(Text)

Re: [REPORT] cfs-v4 vs sd-0.44

From: David Lang
Date: Tue Apr 24 2007 - 03:23:26 EST


On Tue, 24 Apr 2007, Ingo Molnar wrote:

* Gene Heskett <gene.heskett@xxxxxxxxx> wrote:

Gene has done some testing under CFS with X reniced to +10 and the
desktop still worked smoothly for him.

As a data point here, and probably nothing to do with X, but I did
manage to lock it up, solid, reset button time tonight, by wanting
'smart' to get done with an update session after amanda had started.
I took both smart processes I could see in htop all the way to -19,
but when it was about done about 3 minutes later, everything came to
an instant, frozen, reset button required lockup. I should have
stopped at -17 I guess. :(

yeah, i guess this has little to do with X. I think in your scenario it
might have been smarter to either stop, or to renice the workloads that
took away CPU power from others to _positive_ nice levels. Negative nice
levels can indeed be dangerous.

(End Text)
(Information supplied)

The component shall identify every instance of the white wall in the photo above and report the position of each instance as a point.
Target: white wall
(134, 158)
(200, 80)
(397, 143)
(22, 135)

(End Information supplied)

- Required action
Swap "reset button" for "power button" and restate the mailing-list reply above from "As a data point" up to and including "indeed be dangerous.".

- Task response
As a data point here, and probably nothing to do with X, but I did
manage to lock it up, solid, power button time tonight, by wanting
'smart' to get done with an update session after amanda had started.
I took both smart processes I could see in htop all the way to -19,
but when it was about done about 3 minutes later, everything came to
an instant, frozen, power button required lockup. I should have
stopped at -17 I guess. :(

yeah, i guess this has little to do with X. I think in your scenario it
might have been smarter to either stop, or to renice the workloads that
took away CPU power from others to _positive_ nice levels. Negative nice
levels can indeed be dangerous.